TEXTE CITÉ ::
------------

A.H.M.E.

ARTICLE 97 :

 

 

 

L’identité haratine

     

    Le mot Haratine, en Hassania (dialecte arabo-berbère), signifie affranchis de l’esclavage maure. Mais dans les faits, il y a très peu d’esclaves réellement affranchis. L’affranchissement, chez  les Maures, ne se traduit pas par une rupture avec l’esclavage mais sa continuation sous d’autres formes. C’est ainsi que, dans les faits et les représentations, les Haratine demeurent esclaves[1].

    Le mot Haratine a pris avec le temps une connotation politique. Il a été, pour la première fois, en 1974,  utilisé par l’organisation de libération et d’émancipation des Haratine ( EL Hor) pour désigner les affranchis et les esclaves maures. Depuis lors,  cet usage du mot s’est répandu.

     

     La question de l’appartenance des Harratine fait l’objet de débats en Mauritanie.

    Les Haratines sont-ils des négro-africains, berbères, arabes ou autres choses ?

    Il convient de rappeler qu’en Mauritanie, l’élément maure est un mélange de Berbères et
    d’Arabes. C’est pour cette raison qu’on les désigne aussi par le terme d’Arabo-berbères.

------------

DONNÉES ::
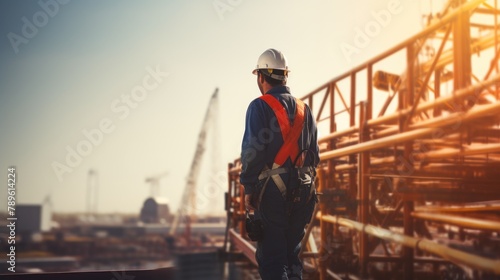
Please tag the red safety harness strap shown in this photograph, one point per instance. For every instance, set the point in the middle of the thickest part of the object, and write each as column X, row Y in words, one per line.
column 289, row 131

------------

CONSIGNES ::
(1) D'après le texte sur l'identité haratine, en quelle année et par quelle organisation le mot Haratine a-t-il été employé pour la première fois avec ce sens politique ?
(2) Selon le texte sur l'identité haratine, pourquoi désigne-t-on aussi les Maures par le terme d'Arabo-berbères ?
(3) Poursuivez le texte sur l'identité haratine à partir de sa dernière phrase.

RÉPONSES PAR TÂCHE ::
(1) En 1974, par l'organisation de libération et d'émancipation des Haratine (El Hor).

(2) En Mauritanie, l'élément maure est un mélange de Berbères et d'Arabes. C'est pour cette raison qu'on les appelle aussi Arabo-berbères.

(3)
    Pour asseoir leur domination politique, militaire, les Béni Hassan (arabes) ont investi le champ culturel et interdit l’usage de la langue berbère (zanaga). En Mauritanie, pour  ces raisons historiques, les Berbères ne luttent pas encore suffisamment pour affirmer leur identité.

    Parmi, les Maures, il y a une infime minorité d’origine arabe. La majorité des Maures est
    d’origine berbère même si l’aliénation culturelle les empêche de revendiquer leur culture. Les propos suivants expriment cette situation dans laquelle se trouvent les Berbères mauritaniens aujourd’hui :

    « Nous ne tenons en fait de nos appartenances Sanhaja[2] que ce qui prouve que nous étions autre chose que des arabes: les noms de nos tribus et parfois nos familles-essayez seulement d´être assez superficiel pour convaincre les gens de l´origine arabe des Lemtouna,Tendgha ou Techouncha, rien qu´à titre d´exemple. Ces noms nous rappellent trop la défaite, et à défaut de l´essuyer, nous la renions, et du coup nous nous renions. »[3]

     

    I- Les Haratine sont-ils des  Berbères ?

    Qui sont les Berbères ?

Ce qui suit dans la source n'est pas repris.